-------- Listed entries
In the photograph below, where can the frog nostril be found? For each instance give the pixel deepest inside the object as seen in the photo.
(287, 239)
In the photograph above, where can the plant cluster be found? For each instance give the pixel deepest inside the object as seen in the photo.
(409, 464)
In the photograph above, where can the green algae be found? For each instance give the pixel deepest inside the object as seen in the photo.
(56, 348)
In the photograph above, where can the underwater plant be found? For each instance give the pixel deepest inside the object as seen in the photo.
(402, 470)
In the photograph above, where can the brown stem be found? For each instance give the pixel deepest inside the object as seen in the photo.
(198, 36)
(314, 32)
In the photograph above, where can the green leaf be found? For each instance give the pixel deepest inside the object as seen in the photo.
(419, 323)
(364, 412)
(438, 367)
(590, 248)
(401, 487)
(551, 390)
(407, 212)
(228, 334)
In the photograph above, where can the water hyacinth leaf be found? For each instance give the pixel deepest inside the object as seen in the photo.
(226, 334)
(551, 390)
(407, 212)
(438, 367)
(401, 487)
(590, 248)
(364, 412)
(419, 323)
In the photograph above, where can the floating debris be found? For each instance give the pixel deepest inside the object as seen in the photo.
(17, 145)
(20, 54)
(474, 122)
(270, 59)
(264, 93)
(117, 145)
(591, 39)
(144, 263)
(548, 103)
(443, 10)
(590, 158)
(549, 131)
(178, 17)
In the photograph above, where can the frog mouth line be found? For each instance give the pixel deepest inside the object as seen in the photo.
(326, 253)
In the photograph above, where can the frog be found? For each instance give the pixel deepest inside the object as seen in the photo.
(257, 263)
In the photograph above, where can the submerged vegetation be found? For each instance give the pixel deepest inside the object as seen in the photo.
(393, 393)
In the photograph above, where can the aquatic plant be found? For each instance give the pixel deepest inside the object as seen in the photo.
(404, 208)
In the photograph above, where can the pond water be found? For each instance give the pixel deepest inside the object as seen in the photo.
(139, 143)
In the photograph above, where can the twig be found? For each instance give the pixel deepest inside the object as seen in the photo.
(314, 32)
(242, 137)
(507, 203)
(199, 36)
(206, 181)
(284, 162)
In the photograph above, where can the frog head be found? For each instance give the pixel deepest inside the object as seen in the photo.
----------------
An exact copy of the lines from the one with "In the photograph above, where can the aquatic" through the final line of the entries is the whole answer.

In the photograph above, where can the aquatic plant be found? For each instance give the pixel deepest inside the object as seen in the photo.
(404, 208)
In the photograph above, where can the pond water be found? For each instance give the pixel deepest inside the object as seen in the photo.
(139, 143)
In the photograph above, where can the twig be found? For each instance give the pixel deepest inside the object as seen in the photo.
(314, 32)
(242, 137)
(507, 203)
(199, 36)
(206, 181)
(284, 162)
In the photograph above, where can the frog head be found? For each instance give the pixel deepest inside the object as seen in the photo.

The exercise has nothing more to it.